Radical media, politics and culture.

Toni Negri, "Postface to <I>Futur Antérieur</i>"

"Postface to the Complete Text of the Journal Futur Antérieur (1989-98)

Toni Negri

[On 4 November 2003 the following text was published in Italian and French
on the Multitudes website, as a preface to the e-published archive of the
journal Futur Antérieur. The original text of this article can be found at
Multitudes. Translated by Ed Emery.]

What was Futur Antérieur? A major undertaking, ten years of hard work every
week in order to produce four issues per year, along with occasional
supplements. An expansive undertaking. An expansivity that was not only
quantitative but also qualitative. A good journal is like an octopus,
continually reaching out and pulling in the theoretical and historical
happenings in the environment in which it lives. This journal had a soul -- a
passionate soul which tried to absorb everything in the world around it
which offered theoretical interest, a political choice, an ethical
dimension, or simply a joy of life. The soul of a journal is its radical
determination to give meaning to everything it touches, to build it into a
theoretical tendency, to embrace it within a mechanism of practical
activity. Futur Antérieur definitely had a soul. Or rather, many souls. In
what follows I shall identify some of them -- but identifying these souls
does not mean that they can be pinned down. They were in movement, they were
multitude; the alliances within the journal were always in flux, always in a
process of continual renewal. A conjuncture which changed, which re-oriented
desire.

[Annotation data for object locations]
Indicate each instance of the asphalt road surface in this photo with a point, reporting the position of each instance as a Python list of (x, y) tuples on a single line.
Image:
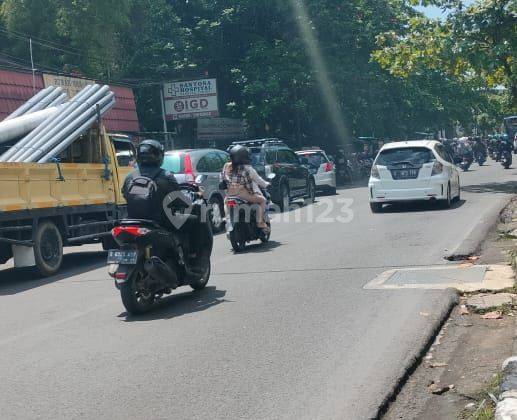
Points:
[(284, 331)]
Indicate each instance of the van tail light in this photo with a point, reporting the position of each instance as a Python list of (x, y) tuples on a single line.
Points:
[(130, 230), (437, 168), (329, 167), (375, 172), (189, 170)]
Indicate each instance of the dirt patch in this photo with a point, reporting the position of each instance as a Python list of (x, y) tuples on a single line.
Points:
[(467, 354)]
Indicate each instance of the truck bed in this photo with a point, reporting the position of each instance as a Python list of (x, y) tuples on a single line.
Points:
[(28, 186)]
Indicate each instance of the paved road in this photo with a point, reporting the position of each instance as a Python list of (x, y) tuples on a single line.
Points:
[(283, 331)]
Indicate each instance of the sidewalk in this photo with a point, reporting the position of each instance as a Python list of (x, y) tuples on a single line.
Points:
[(461, 376)]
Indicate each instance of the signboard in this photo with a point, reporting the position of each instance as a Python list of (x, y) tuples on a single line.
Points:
[(221, 129), (71, 85), (191, 99)]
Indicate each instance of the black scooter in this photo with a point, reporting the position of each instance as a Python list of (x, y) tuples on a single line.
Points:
[(241, 222), (506, 159), (465, 163), (152, 261), (480, 158)]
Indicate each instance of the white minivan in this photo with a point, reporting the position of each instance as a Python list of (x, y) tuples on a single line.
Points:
[(411, 171)]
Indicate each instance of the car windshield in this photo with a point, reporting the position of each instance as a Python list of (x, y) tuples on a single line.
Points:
[(256, 156), (411, 155), (174, 163), (315, 159)]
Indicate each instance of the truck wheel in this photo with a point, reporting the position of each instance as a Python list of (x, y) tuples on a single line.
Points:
[(48, 249), (109, 243), (376, 207), (216, 214)]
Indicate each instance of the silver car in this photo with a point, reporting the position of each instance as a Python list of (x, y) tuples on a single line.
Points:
[(188, 164), (322, 168)]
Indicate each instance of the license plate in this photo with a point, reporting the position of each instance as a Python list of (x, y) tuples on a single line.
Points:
[(405, 174), (116, 256)]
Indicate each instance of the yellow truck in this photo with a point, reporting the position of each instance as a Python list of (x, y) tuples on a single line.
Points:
[(72, 201)]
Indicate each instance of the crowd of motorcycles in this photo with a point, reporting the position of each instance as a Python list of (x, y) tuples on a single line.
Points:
[(463, 151), (467, 150), (353, 166)]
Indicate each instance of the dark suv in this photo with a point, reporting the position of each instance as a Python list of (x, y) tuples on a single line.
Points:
[(292, 178)]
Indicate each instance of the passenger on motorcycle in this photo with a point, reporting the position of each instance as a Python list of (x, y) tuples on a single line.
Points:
[(244, 182)]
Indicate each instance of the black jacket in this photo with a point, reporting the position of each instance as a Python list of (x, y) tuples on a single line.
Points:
[(166, 183)]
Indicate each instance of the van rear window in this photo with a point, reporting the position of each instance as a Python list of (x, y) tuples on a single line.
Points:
[(411, 155), (174, 163)]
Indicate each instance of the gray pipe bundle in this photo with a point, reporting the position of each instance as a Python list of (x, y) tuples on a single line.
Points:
[(59, 130), (46, 98)]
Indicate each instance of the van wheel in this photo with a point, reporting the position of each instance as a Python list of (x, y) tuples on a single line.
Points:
[(311, 192), (376, 207), (447, 203), (285, 199), (48, 249)]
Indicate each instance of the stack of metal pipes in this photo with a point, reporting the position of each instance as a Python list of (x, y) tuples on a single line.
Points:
[(59, 128)]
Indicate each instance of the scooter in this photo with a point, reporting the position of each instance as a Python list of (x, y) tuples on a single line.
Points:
[(241, 222), (153, 261), (506, 159), (465, 163), (480, 158)]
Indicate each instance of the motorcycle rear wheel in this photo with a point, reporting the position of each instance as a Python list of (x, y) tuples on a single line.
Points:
[(238, 242), (200, 284), (136, 301)]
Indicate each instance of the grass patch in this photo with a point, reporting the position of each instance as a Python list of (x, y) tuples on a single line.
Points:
[(485, 406)]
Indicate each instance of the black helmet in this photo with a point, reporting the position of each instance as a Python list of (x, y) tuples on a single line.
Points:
[(240, 155), (150, 153)]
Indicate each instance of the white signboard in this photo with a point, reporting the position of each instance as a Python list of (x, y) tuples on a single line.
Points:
[(71, 85), (221, 129), (191, 99)]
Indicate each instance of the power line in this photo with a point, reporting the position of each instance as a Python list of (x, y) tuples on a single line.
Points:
[(77, 53), (57, 44)]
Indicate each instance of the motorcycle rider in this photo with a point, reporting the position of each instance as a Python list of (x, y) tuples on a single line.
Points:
[(244, 182), (505, 145), (478, 147), (150, 155)]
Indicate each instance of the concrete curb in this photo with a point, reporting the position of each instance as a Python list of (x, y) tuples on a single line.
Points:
[(417, 354), (471, 244), (506, 408)]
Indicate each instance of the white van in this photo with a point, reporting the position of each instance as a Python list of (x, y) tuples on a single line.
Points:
[(413, 170)]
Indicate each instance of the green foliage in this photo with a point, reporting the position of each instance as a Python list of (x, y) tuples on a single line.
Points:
[(392, 72)]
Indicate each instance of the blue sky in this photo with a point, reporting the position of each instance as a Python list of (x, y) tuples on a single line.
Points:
[(435, 12)]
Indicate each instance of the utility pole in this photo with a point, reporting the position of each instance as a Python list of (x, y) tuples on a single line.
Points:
[(169, 142)]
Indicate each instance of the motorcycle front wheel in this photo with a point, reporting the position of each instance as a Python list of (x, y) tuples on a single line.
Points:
[(136, 299)]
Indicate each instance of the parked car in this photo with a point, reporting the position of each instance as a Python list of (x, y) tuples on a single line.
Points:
[(187, 164), (413, 170), (292, 180), (321, 168)]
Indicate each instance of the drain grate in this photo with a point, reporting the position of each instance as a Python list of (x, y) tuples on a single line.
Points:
[(440, 277)]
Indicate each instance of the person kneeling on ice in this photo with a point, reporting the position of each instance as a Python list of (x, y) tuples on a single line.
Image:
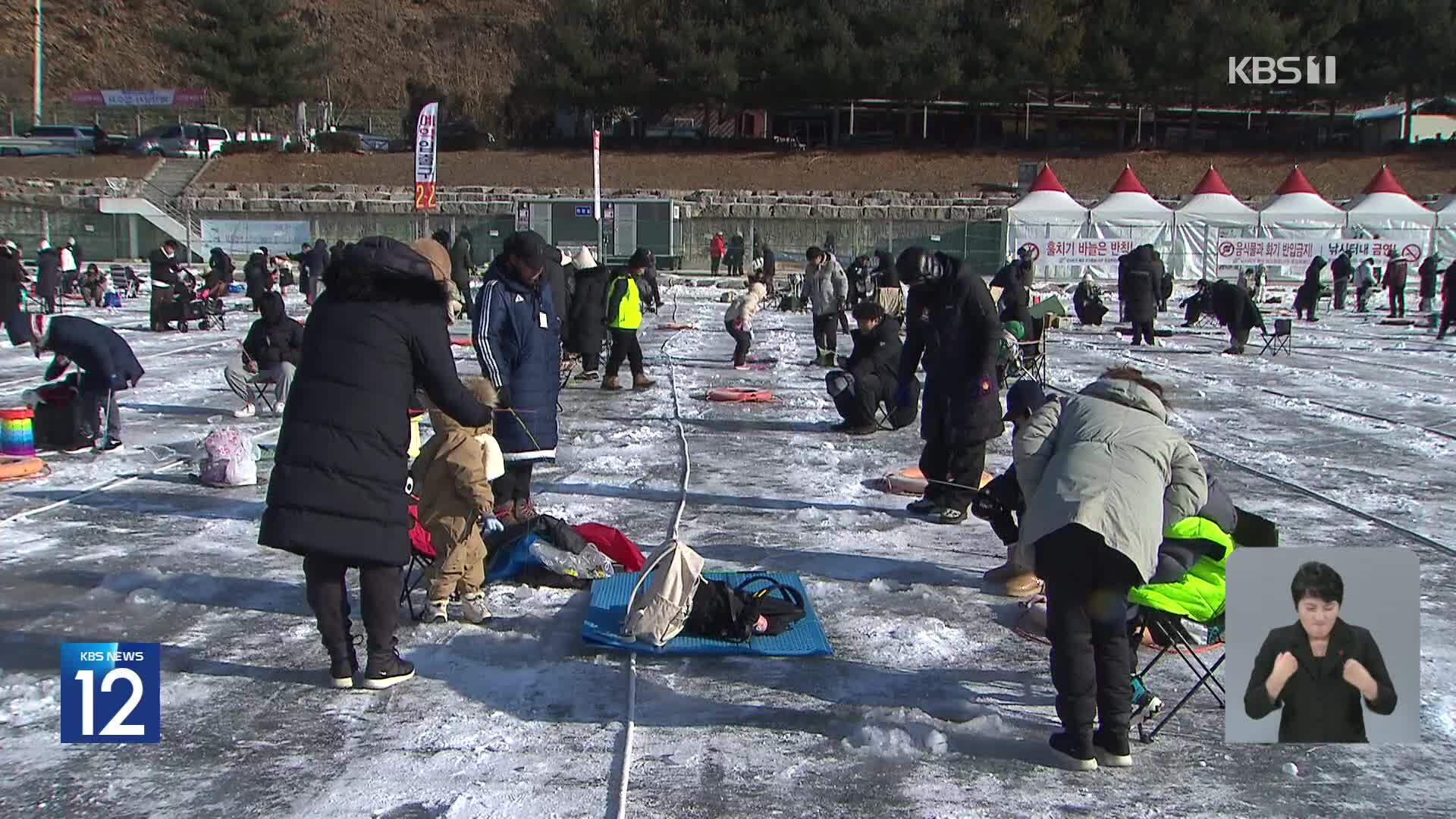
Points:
[(739, 321), (273, 349), (952, 324), (870, 376), (1101, 471), (1001, 502), (107, 366), (453, 475), (623, 319)]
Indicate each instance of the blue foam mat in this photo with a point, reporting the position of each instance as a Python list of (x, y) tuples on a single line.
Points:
[(609, 604)]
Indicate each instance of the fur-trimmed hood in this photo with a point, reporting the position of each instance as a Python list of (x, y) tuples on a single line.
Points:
[(382, 270)]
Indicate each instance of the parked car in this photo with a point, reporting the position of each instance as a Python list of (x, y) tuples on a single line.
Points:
[(55, 140), (185, 140), (373, 143)]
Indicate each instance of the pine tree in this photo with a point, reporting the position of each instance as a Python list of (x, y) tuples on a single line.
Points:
[(251, 52)]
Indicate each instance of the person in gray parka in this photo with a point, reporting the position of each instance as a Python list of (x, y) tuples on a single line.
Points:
[(1104, 475), (826, 290)]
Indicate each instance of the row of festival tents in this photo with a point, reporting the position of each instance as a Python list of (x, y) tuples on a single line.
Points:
[(1190, 235)]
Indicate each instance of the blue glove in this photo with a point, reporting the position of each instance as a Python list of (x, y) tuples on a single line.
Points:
[(903, 394)]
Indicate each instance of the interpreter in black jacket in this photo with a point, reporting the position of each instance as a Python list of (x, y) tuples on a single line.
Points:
[(105, 362), (337, 493), (588, 315), (1320, 670), (1141, 290), (871, 373), (47, 276), (273, 352), (952, 324)]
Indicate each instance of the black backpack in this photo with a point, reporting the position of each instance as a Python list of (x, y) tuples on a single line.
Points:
[(726, 613)]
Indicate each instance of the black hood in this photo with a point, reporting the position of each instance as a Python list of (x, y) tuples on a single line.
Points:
[(273, 309), (382, 270)]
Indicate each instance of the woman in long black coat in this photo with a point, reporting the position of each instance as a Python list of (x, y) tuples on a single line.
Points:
[(337, 493)]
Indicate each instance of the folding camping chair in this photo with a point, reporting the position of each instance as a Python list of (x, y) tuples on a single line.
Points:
[(421, 558), (1282, 338), (1171, 634)]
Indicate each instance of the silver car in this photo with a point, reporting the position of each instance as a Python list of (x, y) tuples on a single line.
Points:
[(187, 140)]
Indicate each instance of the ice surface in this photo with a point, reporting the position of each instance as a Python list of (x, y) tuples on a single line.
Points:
[(932, 706)]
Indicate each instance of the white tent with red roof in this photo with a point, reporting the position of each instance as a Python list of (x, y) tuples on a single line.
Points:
[(1385, 210), (1210, 215), (1047, 212), (1131, 215), (1446, 226)]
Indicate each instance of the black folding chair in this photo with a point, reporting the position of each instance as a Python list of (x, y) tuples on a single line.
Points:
[(1280, 340)]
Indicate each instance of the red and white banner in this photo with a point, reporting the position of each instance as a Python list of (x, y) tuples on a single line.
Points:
[(427, 130), (1299, 253), (1078, 253), (155, 98)]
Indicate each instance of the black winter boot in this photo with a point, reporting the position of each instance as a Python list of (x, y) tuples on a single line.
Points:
[(386, 670)]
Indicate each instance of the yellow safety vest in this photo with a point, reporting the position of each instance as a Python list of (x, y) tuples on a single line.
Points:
[(629, 311)]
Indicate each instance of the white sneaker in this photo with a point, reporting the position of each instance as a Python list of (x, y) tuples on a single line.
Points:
[(472, 608)]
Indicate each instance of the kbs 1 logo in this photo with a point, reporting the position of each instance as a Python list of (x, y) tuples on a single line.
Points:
[(1283, 71), (111, 692)]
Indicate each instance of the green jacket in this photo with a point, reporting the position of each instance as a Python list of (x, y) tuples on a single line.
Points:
[(1200, 594)]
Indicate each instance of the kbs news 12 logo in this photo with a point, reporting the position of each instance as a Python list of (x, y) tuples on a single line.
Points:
[(1282, 71)]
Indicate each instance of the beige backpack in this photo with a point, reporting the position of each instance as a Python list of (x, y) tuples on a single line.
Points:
[(660, 614)]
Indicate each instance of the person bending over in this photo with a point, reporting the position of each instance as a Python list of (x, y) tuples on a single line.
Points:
[(870, 375)]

◆ **BRIEF 1**
Copy out the records from the line containing "Indicate each instance of the kbs news" through the last line of the records, both included, without changing anything.
◆ **BRIEF 2**
Pick up the postface about the journal Futur Antérieur after its final sentence and carry it forward.

◆ **RESPONSE 1**
Indicate each instance of the kbs news 12 logo in this photo with a point, reporting the position of each instance as a Python list of (x, y) tuples on a single line.
Points:
[(1282, 71)]
Indicate each instance of the beige backpack in this photo with a point, reporting the position of each instance as a Python list of (x, y) tuples on a single line.
Points:
[(660, 614)]
Indicate each instance of the person bending over in this photo with a point, reporting the position of each instance as a Python list of (x, y) tuples on a single line.
Points:
[(870, 375)]

◆ **RESPONSE 2**
The journal was born out of the emotion of the fall of the Berlin Wall, in
1989. The question which the founding group posed for themselves was: how to
reconstruct -- not simply how to 'refound' -- an experience of communism. All
the founders of Futur Antérieur came out of the experience of '68 -- some
from the French experience, some from the Italian. For the French the post-'
68 experience had been political and theoretical, within the communist and
Troskyiost organisations, within the universities and within the
organisations of the far Left. For the Italians -- almost all of them
political exiles in France -- the problems posed in establishing the journal
were posed in a continuity with the constructive activity of critical
thought and revolutionary activity of the 1970s. As we know, the French '68
was short, whereas the Italian '68 was long and lasted for at least ten
years. The former was an event, the latter a history. Now we found ourselves
together, with different experiences but with a common need: how to build a
new perspective for radical transformation of the world while at the same
time maintaining a continuity with our hopes for communism.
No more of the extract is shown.